Francis Apesteguy: « Ce que je faisais était frivole et abêtissant »
par David Chapelle
Il a réalisé d’innombrables scoops, couvertures de journaux, de magazines. Il a immortalisé les plus grands, de la Callas à Jackie Kennedy, de Bardot à Romy Schneider, en passant par Mitterrand, Warhol, Jagger ou le Dalaï-Lama. Rangé des traques, des planques et autres filatures, le photographe Francis Apesteguy vit aujourd’hui à Ezy-sur-Eure (ndlr: il a déménagé à Orgeval en 2020). Celui qui s’est fait un nom parmi les paparazzi les plus réputés et redoutés a accepté de nous retracer son parcours, de son tout premier scoop à sa relation pour le moins détonante avec Catherine Deneuve. Il parle avec beaucoup de franchise de son métier et des raisons qui l’ont poussé à s’en éloigner, sans jamais cesser de faire de la photographie. Rencontre. Seconde partie.

**INFORMATIONS EXTRAITES**.

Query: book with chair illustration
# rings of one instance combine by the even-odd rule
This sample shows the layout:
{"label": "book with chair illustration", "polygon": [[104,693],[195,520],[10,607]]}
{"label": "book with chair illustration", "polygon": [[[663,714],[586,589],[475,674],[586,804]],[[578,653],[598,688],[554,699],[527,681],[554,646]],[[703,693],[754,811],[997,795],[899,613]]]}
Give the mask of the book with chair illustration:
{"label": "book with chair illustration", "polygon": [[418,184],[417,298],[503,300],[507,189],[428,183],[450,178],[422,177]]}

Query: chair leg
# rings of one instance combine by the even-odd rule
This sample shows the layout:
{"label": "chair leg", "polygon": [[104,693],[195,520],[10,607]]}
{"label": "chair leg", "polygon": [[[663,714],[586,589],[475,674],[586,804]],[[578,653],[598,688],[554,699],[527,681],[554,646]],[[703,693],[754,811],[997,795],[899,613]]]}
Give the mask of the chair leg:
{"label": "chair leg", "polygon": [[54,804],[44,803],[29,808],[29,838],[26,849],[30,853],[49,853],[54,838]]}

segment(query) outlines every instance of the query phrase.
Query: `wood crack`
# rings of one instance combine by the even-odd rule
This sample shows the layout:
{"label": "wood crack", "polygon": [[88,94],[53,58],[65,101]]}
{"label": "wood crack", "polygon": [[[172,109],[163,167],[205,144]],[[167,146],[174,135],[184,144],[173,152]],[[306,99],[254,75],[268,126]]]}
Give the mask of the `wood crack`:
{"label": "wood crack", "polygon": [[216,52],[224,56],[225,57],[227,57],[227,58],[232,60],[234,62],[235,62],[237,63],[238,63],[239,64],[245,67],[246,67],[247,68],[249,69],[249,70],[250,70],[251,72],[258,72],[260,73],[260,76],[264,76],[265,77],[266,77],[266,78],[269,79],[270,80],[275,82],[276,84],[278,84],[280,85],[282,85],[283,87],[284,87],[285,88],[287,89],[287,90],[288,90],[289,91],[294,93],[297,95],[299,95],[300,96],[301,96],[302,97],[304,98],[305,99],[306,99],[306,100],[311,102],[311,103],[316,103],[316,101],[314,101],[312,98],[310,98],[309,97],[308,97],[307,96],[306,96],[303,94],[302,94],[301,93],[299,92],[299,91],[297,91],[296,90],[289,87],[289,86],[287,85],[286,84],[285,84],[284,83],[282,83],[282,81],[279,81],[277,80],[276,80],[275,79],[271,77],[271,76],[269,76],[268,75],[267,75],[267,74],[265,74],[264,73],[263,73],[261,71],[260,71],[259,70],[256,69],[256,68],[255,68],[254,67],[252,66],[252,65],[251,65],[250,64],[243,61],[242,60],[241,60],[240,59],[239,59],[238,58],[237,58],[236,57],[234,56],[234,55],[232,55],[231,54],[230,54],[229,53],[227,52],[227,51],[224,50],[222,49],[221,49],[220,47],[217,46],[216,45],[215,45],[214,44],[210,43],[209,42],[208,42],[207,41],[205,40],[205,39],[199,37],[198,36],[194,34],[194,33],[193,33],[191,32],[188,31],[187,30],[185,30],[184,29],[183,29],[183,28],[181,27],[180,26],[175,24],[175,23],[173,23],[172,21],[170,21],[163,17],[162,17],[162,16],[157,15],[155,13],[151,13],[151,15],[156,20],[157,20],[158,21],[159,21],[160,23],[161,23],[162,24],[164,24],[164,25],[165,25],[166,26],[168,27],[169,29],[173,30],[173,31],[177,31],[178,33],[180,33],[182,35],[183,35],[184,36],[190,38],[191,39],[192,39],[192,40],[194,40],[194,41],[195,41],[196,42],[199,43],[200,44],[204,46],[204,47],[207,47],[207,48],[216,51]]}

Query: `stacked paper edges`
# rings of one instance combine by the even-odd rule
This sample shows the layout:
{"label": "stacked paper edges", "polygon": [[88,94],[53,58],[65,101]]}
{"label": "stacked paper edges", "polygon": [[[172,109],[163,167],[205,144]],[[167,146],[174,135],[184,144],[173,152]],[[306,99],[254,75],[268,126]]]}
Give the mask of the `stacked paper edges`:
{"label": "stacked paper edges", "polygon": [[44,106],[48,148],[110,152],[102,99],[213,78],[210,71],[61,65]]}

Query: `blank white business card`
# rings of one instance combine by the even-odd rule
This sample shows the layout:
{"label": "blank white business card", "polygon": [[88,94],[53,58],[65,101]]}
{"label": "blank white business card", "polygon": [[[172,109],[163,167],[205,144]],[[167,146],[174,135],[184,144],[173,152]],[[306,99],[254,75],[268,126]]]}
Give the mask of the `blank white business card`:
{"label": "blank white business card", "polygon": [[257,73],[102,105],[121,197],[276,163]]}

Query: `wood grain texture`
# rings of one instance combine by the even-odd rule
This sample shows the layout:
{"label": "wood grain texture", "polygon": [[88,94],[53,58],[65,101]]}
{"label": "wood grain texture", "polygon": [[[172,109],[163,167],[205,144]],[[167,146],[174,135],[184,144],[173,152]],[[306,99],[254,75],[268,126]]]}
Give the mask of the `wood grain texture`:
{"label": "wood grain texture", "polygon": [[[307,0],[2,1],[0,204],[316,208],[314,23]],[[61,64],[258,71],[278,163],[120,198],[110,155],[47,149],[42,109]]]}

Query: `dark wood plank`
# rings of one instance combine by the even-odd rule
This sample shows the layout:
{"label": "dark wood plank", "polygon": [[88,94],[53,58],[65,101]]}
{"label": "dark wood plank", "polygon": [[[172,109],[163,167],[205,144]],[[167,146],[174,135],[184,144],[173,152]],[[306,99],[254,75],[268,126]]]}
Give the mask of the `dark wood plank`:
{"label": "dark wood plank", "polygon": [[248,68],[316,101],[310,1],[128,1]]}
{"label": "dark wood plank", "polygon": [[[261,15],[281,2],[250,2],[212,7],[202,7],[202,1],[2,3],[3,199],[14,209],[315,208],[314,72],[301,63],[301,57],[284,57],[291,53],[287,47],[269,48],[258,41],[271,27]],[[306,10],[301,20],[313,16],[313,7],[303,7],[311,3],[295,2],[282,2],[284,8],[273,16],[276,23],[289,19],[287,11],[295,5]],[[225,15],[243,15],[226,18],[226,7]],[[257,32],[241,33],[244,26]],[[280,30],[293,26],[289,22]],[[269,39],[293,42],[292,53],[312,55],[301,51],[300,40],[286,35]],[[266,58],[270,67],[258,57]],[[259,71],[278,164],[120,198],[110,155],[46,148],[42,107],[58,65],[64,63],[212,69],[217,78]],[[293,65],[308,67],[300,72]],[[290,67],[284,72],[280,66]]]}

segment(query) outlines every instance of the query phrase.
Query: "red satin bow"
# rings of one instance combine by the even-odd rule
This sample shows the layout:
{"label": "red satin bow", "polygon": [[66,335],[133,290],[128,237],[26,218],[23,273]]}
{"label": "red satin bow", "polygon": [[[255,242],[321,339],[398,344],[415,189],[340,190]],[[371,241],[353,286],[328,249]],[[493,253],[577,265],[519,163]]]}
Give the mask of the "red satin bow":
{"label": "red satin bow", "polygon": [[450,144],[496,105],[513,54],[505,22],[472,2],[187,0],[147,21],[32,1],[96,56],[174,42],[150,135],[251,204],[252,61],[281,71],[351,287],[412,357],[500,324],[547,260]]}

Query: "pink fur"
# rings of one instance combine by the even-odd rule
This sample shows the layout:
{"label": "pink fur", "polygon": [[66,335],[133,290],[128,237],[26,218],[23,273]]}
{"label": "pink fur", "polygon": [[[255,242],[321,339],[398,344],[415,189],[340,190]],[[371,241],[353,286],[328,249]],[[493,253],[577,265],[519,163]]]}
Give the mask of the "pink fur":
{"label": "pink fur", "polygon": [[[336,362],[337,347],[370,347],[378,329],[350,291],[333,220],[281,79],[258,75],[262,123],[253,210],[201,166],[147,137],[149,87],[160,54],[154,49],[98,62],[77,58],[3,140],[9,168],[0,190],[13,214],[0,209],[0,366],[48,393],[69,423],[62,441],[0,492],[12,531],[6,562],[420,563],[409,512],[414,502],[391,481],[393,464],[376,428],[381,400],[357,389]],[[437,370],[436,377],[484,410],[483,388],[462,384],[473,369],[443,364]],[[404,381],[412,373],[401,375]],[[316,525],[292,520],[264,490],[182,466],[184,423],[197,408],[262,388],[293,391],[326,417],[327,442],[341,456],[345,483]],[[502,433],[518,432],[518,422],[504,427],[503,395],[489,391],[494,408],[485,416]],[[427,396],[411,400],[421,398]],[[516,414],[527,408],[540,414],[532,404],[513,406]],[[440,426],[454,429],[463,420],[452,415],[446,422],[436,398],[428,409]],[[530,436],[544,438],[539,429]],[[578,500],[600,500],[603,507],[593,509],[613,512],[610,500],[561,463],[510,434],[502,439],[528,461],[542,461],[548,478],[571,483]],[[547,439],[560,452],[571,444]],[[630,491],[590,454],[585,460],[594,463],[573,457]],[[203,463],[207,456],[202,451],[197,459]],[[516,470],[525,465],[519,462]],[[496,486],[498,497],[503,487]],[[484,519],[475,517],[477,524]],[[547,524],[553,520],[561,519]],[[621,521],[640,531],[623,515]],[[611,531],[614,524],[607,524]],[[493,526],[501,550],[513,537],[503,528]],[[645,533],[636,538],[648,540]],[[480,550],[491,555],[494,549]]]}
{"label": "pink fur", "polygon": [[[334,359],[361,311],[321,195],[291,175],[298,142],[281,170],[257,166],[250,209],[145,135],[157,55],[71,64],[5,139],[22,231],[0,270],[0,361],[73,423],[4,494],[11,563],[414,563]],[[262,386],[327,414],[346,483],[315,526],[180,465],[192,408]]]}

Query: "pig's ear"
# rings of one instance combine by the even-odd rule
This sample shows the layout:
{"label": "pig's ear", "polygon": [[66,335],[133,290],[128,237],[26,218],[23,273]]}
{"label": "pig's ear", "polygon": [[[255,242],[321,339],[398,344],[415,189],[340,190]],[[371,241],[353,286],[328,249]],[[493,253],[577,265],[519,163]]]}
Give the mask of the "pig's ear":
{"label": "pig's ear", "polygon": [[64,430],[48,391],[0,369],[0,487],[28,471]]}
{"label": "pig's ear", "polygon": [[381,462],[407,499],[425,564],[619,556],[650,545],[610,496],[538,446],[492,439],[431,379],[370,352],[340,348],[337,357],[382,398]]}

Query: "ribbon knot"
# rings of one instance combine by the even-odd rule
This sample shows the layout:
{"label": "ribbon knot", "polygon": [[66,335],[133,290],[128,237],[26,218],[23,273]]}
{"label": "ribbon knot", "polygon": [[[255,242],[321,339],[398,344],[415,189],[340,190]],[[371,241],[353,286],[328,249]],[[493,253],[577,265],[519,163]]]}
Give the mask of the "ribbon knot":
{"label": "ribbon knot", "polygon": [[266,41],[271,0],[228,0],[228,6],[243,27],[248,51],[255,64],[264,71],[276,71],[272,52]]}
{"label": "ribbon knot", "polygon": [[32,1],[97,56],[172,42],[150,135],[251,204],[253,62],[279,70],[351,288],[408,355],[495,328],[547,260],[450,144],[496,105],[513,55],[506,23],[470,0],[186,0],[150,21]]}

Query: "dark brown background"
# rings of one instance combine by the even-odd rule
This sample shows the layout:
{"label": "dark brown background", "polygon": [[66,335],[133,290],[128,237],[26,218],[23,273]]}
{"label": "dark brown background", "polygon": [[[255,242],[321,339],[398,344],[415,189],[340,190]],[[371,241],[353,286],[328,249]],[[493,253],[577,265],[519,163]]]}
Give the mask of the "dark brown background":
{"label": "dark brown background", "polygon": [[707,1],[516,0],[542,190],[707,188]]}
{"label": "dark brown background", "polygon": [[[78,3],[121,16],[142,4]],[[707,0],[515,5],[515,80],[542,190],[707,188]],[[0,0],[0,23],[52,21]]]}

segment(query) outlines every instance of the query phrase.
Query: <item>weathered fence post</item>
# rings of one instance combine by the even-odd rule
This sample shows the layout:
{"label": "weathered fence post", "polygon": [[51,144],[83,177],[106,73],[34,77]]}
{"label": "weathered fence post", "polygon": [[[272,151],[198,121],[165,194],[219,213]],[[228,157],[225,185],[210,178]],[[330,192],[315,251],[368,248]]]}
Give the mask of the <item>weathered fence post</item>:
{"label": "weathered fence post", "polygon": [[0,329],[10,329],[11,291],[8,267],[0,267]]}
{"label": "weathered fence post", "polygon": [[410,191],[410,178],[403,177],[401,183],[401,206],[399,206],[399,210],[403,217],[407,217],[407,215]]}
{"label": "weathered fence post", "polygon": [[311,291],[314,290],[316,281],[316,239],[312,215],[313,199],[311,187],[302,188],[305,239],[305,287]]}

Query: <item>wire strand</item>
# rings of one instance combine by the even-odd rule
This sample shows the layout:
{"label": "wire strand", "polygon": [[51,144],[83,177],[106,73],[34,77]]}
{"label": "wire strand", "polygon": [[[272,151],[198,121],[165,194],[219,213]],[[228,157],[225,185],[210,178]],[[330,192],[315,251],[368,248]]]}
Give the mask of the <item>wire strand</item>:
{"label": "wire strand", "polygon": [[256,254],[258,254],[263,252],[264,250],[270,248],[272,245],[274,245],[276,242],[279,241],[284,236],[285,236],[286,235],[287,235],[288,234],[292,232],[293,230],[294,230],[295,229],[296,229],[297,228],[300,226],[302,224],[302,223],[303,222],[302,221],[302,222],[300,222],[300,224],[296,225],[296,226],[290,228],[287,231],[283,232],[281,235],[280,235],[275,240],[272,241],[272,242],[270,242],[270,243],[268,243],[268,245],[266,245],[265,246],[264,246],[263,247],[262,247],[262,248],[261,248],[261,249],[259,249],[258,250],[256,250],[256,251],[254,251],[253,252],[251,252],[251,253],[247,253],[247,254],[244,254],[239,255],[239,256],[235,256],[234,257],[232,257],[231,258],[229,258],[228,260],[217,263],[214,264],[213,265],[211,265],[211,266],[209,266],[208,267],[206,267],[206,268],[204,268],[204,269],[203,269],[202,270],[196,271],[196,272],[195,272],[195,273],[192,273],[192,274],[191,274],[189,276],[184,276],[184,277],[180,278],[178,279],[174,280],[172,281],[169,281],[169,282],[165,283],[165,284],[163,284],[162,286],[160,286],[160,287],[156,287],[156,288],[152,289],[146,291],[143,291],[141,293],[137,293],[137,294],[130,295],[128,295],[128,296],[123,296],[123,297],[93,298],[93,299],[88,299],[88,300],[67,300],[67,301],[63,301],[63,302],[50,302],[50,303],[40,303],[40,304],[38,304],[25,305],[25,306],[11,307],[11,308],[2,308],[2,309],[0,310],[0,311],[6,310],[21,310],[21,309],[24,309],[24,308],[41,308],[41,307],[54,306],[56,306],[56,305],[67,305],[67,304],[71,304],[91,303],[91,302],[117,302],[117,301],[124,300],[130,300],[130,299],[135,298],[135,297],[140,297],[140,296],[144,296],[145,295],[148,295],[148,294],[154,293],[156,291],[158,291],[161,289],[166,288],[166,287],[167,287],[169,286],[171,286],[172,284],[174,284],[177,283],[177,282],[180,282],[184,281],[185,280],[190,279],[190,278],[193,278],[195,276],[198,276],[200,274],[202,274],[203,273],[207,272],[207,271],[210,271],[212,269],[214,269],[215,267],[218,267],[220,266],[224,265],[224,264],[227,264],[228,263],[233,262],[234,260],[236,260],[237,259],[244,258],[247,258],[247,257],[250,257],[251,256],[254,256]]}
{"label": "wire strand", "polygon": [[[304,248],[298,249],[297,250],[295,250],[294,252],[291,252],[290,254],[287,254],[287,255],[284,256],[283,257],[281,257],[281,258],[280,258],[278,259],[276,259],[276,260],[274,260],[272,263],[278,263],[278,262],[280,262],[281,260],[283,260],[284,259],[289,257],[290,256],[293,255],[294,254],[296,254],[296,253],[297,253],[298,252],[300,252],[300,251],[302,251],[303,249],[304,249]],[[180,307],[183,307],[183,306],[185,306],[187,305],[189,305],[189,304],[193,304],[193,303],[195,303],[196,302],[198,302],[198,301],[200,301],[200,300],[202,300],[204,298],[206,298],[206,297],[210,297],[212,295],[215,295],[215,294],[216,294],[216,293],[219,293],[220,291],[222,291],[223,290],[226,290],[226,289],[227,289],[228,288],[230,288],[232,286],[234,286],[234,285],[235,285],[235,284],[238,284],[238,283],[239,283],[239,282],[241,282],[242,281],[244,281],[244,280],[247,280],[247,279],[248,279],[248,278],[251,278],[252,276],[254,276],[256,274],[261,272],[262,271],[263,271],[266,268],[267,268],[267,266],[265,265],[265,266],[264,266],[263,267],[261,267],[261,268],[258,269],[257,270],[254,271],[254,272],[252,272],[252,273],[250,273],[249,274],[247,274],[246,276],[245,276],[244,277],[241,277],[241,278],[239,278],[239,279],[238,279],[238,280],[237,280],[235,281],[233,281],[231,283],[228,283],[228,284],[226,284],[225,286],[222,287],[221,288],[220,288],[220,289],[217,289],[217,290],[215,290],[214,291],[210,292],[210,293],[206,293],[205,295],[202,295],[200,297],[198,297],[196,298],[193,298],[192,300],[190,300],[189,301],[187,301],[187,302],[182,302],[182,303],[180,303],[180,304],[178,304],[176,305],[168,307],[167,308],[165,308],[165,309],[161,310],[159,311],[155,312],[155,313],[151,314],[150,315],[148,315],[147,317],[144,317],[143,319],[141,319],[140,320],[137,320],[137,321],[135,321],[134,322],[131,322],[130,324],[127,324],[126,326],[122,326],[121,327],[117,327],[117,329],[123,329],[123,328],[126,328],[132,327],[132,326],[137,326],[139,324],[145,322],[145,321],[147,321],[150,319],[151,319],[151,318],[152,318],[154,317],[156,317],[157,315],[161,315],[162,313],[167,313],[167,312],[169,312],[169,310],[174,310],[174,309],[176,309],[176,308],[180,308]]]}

**CONSIGNE DE L'EXERCICE**.
Citez fidèlement le passage du texte consacré au photographe Francis Apesteguy qui commence par « par David Chapelle » et se poursuit jusqu'à « Rencontre. Seconde partie. ».

**RÉSULTAT DE L'EXERCICE**.
par David Chapelle
Il a réalisé d’innombrables scoops, couvertures de journaux, de magazines. Il a immortalisé les plus grands, de la Callas à Jackie Kennedy, de Bardot à Romy Schneider, en passant par Mitterrand, Warhol, Jagger ou le Dalaï-Lama. Rangé des traques, des planques et autres filatures, le photographe Francis Apesteguy vit aujourd’hui à Ezy-sur-Eure (ndlr: il a déménagé à Orgeval en 2020). Celui qui s’est fait un nom parmi les paparazzi les plus réputés et redoutés a accepté de nous retracer son parcours, de son tout premier scoop à sa relation pour le moins détonante avec Catherine Deneuve. Il parle avec beaucoup de franchise de son métier et des raisons qui l’ont poussé à s’en éloigner, sans jamais cesser de faire de la photographie. Rencontre. Seconde partie.